-- start of SUPPLIED INFORMATION --
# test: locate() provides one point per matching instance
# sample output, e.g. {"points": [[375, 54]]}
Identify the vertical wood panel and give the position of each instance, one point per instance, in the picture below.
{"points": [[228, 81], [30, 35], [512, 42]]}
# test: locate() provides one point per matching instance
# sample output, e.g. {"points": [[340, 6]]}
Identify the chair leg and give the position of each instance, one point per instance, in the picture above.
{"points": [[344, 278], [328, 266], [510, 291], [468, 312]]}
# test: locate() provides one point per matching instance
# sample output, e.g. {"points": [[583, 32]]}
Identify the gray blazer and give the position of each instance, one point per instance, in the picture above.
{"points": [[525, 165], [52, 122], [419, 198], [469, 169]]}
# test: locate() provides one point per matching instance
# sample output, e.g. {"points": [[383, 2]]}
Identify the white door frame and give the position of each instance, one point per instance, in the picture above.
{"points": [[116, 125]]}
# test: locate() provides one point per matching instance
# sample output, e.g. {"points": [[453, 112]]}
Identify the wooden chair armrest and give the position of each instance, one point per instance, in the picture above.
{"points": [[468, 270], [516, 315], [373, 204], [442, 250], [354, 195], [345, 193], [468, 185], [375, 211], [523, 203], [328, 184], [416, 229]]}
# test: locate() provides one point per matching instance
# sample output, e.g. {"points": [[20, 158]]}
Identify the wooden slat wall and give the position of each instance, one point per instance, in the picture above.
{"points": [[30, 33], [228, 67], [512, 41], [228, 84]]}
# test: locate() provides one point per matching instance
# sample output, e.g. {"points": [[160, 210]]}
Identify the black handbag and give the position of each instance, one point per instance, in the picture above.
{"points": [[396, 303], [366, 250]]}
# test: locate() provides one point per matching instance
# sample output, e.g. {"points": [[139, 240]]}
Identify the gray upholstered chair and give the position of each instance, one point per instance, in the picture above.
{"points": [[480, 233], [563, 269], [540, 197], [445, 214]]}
-- end of SUPPLIED INFORMATION --
Nothing in the listing may be changed; retype it all exactly.

WRITTEN SOLUTION:
# test: locate() provides one point per matching instance
# sample output, e.g. {"points": [[375, 54]]}
Identify the vertical wood panel and give the position of each instance, one point per instance, in the picture below.
{"points": [[228, 81], [30, 35], [512, 42]]}
# test: locate() provides one point per matching instance
# sample output, e.g. {"points": [[340, 6]]}
Identify the chair leg and give the position of each instance, one point per instance, in the picture above.
{"points": [[344, 278], [328, 266], [510, 291], [468, 312]]}
# test: locate() provides one point per matching instance
# sample output, e.g. {"points": [[583, 32]]}
Identify the gray blazer and give the position of each instance, one point per instance, in the picture above.
{"points": [[525, 165], [52, 122], [419, 198], [469, 169]]}
# test: locate() provides one point per matching instance
# sample output, e.g. {"points": [[383, 2]]}
Identify the white door frame and give the position of each instance, one point per instance, in the picture above.
{"points": [[116, 125]]}
# test: locate() provides one point per matching instance
# sample output, e.g. {"points": [[453, 112]]}
Identify the wooden chair armrest and give the position of each instance, one point per instance, in the picture above.
{"points": [[468, 270], [516, 315], [373, 204], [442, 250], [354, 195], [345, 193], [468, 185], [375, 211], [523, 203], [328, 184], [416, 229]]}
# test: locate() provides one point per matching instance
# sample output, e.g. {"points": [[20, 158]]}
Identify the wooden slat wall and give the position of each instance, one point per instance, in the picture above.
{"points": [[30, 33], [228, 67], [512, 41], [228, 84]]}
# test: locate() provides one point per matching instance
# sample output, e.g. {"points": [[160, 210]]}
Identify the black handbag and give the position of each instance, one point per instance, in the picture above.
{"points": [[396, 303], [366, 250]]}
# test: locate() provides one point per matching instance
# sample output, e.g. {"points": [[139, 240]]}
Identify the gray upholstered chair and give the position of each instance, one point per instance, in the picture above.
{"points": [[480, 233], [563, 269], [540, 197], [445, 214]]}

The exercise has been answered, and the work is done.